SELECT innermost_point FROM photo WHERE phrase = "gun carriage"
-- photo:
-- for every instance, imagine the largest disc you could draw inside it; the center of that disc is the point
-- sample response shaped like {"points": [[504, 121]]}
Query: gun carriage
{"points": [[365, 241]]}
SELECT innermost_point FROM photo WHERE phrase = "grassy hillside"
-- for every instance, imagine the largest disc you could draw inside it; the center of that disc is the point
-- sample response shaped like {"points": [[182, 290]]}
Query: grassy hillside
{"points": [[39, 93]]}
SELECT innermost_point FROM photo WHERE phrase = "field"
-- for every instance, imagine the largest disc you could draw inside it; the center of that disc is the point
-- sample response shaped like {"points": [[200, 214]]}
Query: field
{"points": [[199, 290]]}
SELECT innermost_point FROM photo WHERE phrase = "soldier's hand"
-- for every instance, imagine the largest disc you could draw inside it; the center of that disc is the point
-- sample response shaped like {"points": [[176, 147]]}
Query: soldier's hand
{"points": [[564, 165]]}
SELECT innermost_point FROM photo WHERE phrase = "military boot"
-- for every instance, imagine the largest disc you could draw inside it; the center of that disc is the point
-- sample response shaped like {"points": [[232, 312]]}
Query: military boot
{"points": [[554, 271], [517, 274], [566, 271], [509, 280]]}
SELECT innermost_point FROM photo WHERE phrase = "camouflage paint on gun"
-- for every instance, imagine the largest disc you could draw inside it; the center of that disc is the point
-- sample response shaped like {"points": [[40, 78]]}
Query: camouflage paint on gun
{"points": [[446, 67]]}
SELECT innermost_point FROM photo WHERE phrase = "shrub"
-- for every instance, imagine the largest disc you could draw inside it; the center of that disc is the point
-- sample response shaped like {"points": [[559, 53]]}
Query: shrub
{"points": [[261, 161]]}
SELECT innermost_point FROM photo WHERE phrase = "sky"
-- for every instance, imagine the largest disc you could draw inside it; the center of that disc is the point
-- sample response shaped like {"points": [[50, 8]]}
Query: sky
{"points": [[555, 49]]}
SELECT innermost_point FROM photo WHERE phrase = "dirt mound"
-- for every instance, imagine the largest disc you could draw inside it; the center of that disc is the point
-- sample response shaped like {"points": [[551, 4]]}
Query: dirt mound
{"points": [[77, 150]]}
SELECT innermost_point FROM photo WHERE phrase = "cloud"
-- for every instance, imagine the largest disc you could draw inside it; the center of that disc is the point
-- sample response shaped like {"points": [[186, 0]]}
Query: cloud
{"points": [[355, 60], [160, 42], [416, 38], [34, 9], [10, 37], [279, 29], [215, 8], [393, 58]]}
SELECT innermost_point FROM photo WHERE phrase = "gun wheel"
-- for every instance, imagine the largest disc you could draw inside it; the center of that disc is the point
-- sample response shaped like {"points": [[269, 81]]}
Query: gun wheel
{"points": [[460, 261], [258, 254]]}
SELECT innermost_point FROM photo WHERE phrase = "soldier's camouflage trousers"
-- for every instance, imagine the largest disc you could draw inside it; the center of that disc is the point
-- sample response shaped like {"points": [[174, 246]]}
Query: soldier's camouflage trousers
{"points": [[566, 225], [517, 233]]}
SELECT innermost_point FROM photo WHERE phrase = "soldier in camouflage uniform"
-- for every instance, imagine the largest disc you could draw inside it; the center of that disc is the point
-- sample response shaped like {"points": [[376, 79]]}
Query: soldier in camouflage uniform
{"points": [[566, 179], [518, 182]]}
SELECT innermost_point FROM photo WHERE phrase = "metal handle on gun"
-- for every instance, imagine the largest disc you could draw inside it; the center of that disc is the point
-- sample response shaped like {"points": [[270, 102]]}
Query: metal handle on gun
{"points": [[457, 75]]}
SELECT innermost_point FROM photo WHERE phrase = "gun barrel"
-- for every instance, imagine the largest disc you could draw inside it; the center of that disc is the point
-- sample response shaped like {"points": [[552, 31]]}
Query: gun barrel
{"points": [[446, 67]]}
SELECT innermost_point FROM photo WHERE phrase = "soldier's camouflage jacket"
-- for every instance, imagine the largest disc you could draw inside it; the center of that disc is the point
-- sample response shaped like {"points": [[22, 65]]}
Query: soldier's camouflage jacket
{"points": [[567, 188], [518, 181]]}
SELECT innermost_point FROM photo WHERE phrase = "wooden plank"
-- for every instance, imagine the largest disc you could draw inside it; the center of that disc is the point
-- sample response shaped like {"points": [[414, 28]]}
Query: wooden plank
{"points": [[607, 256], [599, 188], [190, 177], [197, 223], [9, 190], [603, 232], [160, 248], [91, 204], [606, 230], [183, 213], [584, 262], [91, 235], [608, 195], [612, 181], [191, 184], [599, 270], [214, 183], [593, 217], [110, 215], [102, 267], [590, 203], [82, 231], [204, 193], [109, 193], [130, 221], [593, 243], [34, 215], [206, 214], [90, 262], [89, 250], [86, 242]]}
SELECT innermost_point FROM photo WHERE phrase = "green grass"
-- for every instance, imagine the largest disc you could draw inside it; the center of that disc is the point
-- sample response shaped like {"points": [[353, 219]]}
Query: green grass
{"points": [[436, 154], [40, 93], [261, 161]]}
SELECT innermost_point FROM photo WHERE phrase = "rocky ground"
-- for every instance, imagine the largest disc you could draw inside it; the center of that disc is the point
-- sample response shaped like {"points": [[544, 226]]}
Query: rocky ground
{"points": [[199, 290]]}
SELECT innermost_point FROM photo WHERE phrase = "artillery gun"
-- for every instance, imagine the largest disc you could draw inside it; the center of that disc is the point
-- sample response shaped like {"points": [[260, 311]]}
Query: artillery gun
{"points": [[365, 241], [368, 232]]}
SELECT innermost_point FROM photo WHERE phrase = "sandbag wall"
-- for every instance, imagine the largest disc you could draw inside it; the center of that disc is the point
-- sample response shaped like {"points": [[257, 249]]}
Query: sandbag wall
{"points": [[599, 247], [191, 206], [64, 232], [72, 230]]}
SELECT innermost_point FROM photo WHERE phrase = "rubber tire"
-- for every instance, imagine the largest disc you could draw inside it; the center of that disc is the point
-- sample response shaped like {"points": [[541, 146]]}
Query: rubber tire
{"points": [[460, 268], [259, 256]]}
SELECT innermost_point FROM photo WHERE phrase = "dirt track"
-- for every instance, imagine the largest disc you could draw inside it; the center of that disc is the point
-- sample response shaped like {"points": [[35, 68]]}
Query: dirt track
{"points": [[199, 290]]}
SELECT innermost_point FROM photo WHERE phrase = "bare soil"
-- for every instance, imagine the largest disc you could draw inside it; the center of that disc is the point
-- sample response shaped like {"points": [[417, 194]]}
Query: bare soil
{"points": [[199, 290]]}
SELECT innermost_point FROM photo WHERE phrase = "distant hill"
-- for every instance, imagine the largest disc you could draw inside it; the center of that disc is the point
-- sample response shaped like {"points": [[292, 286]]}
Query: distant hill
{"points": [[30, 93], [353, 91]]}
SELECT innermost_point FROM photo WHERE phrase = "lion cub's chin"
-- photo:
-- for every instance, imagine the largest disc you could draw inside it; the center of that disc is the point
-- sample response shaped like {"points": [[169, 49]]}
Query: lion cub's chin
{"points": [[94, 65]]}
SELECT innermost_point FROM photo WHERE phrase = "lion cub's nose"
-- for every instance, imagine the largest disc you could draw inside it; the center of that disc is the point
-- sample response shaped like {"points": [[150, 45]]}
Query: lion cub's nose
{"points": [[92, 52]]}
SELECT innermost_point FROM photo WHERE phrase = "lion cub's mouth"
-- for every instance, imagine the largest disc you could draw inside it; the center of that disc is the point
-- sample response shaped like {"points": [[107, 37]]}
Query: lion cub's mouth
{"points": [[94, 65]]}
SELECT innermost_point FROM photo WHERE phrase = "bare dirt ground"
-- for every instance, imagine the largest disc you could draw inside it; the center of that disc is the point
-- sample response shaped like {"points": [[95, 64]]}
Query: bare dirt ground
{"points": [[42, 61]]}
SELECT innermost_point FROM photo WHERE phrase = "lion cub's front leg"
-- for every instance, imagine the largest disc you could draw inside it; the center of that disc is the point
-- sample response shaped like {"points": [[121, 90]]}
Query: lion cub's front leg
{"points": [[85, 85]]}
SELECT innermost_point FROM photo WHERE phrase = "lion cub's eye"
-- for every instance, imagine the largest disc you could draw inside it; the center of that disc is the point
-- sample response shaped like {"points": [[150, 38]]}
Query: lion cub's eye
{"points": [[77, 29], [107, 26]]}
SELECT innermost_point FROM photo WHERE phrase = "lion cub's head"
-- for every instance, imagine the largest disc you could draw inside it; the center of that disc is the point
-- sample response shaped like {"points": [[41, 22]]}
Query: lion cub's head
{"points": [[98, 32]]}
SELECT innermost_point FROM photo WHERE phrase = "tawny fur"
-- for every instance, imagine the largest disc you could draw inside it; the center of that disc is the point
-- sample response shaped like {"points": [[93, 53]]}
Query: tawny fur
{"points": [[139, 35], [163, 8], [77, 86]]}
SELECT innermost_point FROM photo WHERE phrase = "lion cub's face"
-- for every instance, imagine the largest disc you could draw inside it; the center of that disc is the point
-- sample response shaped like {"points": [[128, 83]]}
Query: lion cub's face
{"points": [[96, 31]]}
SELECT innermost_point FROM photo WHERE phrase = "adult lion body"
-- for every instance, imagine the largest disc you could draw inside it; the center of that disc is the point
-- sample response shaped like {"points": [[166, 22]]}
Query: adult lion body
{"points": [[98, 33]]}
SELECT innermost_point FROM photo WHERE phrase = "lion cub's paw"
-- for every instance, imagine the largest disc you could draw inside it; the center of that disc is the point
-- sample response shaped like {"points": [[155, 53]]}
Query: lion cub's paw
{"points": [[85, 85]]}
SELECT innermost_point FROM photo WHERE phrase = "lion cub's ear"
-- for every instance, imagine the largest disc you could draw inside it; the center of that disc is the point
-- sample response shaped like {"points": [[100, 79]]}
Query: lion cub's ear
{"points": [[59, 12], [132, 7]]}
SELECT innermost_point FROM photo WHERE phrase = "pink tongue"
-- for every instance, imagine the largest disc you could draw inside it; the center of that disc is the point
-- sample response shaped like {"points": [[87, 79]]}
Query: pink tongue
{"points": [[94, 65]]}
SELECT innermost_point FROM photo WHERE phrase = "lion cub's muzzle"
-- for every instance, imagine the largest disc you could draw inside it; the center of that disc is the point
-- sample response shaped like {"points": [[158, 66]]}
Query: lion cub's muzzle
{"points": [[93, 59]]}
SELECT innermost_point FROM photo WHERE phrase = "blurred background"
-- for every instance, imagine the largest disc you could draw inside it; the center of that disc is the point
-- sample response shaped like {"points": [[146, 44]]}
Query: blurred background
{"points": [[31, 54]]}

========================================================================

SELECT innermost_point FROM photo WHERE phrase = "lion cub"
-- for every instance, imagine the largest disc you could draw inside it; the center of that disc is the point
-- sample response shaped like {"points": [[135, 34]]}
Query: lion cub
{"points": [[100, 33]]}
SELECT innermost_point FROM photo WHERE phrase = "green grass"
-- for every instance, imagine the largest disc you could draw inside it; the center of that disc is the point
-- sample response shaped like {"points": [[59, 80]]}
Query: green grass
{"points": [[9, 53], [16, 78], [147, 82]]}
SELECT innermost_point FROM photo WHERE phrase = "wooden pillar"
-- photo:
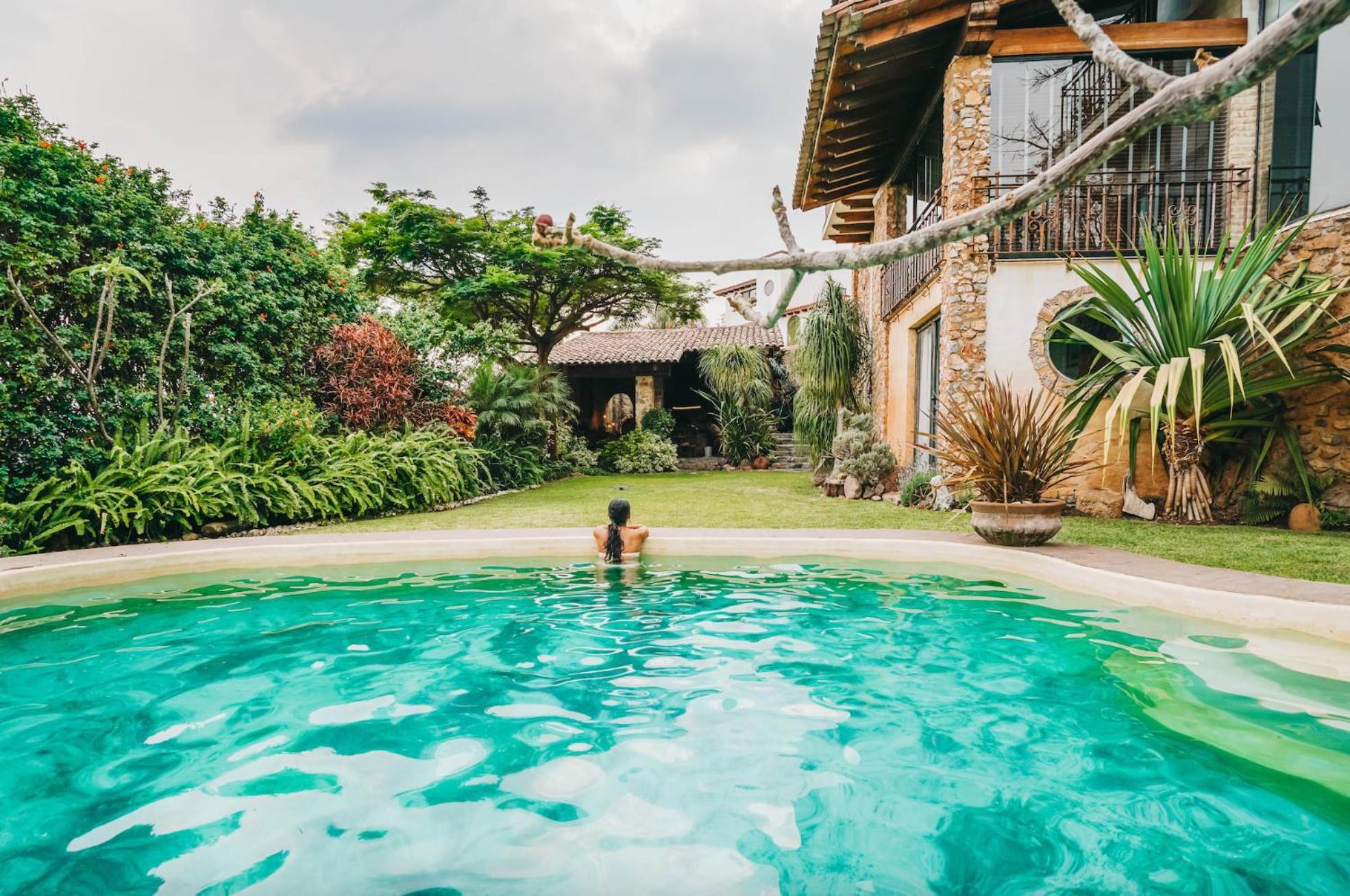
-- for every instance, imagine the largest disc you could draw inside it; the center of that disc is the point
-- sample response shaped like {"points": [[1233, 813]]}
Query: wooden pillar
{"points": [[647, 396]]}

========================================================================

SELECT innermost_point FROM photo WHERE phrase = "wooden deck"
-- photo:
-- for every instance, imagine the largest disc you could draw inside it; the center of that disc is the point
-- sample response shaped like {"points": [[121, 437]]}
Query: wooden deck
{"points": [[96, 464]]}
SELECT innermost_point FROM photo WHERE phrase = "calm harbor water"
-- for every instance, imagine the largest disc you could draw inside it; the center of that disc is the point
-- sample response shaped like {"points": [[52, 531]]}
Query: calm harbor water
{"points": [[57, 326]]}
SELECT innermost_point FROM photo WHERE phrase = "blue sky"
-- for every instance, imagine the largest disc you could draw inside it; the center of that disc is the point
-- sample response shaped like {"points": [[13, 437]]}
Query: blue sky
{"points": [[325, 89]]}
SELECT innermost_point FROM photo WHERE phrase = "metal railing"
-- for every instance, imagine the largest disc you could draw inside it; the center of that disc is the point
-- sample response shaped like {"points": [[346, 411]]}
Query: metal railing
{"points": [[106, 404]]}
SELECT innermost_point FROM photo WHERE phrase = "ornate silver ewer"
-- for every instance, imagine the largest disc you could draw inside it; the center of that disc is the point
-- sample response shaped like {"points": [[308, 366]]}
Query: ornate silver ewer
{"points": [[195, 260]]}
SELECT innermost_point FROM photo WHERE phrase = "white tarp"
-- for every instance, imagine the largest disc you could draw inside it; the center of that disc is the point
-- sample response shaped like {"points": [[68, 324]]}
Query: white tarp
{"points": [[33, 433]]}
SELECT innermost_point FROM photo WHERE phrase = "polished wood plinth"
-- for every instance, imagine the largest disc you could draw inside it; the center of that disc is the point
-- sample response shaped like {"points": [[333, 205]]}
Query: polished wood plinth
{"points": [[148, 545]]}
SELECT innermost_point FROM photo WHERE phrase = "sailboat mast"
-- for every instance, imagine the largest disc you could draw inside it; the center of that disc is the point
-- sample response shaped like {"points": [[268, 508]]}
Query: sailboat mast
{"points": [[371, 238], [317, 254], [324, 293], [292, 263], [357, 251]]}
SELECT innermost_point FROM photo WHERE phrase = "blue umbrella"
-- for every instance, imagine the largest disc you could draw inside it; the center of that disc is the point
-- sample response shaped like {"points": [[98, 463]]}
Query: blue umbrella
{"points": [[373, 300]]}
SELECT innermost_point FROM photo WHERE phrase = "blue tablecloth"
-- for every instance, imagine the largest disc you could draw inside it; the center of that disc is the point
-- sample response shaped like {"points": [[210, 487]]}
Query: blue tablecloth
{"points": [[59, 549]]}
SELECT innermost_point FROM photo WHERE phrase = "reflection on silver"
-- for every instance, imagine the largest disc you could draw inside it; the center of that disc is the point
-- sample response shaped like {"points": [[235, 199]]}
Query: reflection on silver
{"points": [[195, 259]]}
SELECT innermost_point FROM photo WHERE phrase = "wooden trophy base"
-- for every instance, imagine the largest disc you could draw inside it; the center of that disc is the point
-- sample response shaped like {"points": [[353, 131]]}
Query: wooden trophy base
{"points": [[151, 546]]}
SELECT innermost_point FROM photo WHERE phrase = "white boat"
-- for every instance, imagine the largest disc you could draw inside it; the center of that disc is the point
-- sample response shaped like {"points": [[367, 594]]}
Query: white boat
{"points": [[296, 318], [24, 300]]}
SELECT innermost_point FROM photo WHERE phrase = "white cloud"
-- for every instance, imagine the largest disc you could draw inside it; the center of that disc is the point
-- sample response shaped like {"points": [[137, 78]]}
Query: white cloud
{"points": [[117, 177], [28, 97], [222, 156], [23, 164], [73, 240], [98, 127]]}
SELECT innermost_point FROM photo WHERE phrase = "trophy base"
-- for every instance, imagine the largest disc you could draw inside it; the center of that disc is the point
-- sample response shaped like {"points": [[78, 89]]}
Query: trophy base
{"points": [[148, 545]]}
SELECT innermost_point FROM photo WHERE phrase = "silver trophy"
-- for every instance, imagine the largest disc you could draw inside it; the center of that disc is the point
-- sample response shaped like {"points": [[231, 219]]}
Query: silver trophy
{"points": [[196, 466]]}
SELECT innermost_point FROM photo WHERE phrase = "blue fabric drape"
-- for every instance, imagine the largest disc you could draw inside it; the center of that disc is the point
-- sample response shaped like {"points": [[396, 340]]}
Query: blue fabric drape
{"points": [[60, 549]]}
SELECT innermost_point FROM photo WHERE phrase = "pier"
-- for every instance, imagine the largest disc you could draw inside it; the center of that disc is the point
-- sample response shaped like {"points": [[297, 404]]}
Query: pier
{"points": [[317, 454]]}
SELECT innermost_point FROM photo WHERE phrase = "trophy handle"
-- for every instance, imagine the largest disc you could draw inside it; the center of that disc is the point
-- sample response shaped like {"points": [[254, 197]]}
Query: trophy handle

========================================================================

The exercise:
Which lines in the items contain the word "rocky"? List each of those lines.

Response to the exercise:
SELECT innermost_point FROM photo WHERE phrase = "rocky ground"
Query: rocky ground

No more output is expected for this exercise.